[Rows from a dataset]
# # #
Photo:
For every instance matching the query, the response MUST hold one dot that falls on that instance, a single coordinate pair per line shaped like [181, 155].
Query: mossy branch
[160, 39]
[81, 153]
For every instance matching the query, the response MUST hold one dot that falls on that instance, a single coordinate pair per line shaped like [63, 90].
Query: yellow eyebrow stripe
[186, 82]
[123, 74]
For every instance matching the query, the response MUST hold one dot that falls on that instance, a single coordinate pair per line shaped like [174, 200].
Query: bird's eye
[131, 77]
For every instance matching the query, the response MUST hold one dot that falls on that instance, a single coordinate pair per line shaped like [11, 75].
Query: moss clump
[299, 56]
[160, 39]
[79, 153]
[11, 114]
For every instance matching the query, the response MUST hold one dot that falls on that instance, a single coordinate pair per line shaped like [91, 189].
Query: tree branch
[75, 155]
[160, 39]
# # #
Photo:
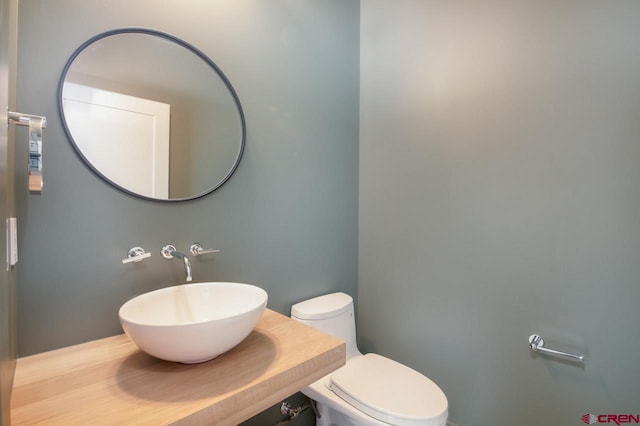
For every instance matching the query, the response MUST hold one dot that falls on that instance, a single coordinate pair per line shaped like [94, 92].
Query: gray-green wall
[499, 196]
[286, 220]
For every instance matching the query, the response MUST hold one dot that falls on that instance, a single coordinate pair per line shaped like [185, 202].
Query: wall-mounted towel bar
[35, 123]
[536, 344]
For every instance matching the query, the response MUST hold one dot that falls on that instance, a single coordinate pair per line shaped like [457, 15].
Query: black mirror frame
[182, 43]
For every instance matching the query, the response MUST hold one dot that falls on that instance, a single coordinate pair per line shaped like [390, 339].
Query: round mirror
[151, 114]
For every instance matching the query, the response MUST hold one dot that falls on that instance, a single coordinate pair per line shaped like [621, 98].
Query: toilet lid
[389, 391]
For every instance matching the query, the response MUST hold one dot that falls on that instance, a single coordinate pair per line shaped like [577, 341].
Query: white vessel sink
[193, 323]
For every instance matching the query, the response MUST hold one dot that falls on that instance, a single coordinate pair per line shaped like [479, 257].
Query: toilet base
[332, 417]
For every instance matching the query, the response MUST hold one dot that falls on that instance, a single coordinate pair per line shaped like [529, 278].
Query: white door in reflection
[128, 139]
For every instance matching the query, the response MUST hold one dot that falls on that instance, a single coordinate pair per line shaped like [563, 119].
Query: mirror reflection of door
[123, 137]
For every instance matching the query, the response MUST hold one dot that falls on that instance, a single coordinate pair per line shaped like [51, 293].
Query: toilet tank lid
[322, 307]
# # #
List every line in the items above that contains the word "door", reproducing each line in full.

Query: white door in reflection
Query: mirror reflection of door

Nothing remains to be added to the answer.